→ **WHAT THE TASK ASKS**
Reproduce all the entries exactly.

→ **SUPPLIED RECORDS**
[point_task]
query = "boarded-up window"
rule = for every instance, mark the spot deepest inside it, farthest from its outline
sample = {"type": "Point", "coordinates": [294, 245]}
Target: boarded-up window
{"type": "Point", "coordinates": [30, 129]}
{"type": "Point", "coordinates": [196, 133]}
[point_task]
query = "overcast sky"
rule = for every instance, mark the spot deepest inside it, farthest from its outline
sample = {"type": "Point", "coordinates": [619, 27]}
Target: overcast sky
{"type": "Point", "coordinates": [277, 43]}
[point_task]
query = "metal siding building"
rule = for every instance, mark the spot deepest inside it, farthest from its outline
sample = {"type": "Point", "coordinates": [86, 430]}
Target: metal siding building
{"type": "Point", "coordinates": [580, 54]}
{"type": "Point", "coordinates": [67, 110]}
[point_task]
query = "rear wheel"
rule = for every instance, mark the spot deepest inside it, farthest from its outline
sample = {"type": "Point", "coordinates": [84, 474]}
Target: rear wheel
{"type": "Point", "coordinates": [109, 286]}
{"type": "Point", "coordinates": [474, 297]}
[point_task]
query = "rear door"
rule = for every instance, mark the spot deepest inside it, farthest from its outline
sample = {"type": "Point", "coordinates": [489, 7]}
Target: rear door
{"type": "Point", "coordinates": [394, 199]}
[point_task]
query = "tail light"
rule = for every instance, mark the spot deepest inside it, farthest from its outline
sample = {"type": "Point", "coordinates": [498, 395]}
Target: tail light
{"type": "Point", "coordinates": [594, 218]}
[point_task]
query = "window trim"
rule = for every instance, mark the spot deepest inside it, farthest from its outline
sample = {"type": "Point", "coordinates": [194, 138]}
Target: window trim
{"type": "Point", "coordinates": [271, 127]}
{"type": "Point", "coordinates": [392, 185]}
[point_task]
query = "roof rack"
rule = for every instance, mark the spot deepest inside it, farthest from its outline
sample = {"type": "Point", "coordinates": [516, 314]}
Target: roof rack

→ **FULL OUTPUT**
[point_task]
query = "boarded-up window"
rule = for every instance, mark the spot deepest inside it, farthest from its outline
sample = {"type": "Point", "coordinates": [294, 245]}
Target: boarded-up window
{"type": "Point", "coordinates": [30, 129]}
{"type": "Point", "coordinates": [196, 133]}
[point_task]
query = "overcast sky"
rule = for every instance, mark the spot deepest inside it, farthest from its outline
sample = {"type": "Point", "coordinates": [619, 27]}
Target: overcast sky
{"type": "Point", "coordinates": [277, 43]}
[point_task]
query = "metal siding building"
rule = for every instance, mark the spot deepest inside it, farthest from its outline
sample = {"type": "Point", "coordinates": [86, 430]}
Target: metal siding building
{"type": "Point", "coordinates": [580, 54]}
{"type": "Point", "coordinates": [67, 110]}
[point_task]
query = "rear wheel"
rule = for every instance, mark the spot deepest inside it, farthest from its outline
sample = {"type": "Point", "coordinates": [84, 474]}
Target: rear wheel
{"type": "Point", "coordinates": [109, 286]}
{"type": "Point", "coordinates": [474, 297]}
[point_task]
query = "rear door"
rule = for every instance, mark the spot deepest inside it, farthest from its outline
sample = {"type": "Point", "coordinates": [489, 7]}
Target: rear door
{"type": "Point", "coordinates": [394, 199]}
[point_task]
query = "tail light"
rule = for every instance, mark the spot deepest inside it, farthest from its outline
sample = {"type": "Point", "coordinates": [498, 395]}
Target: tail light
{"type": "Point", "coordinates": [594, 218]}
[point_task]
query = "window trim"
rule = for every instance, mark the spot deepest inside it, farthest from its outline
sample = {"type": "Point", "coordinates": [194, 138]}
Target: window trim
{"type": "Point", "coordinates": [271, 127]}
{"type": "Point", "coordinates": [392, 185]}
[point_task]
query = "roof rack"
rule = for every instance, mark the spot deepest inside it, farthest from its outline
sample = {"type": "Point", "coordinates": [516, 314]}
Target: roof rack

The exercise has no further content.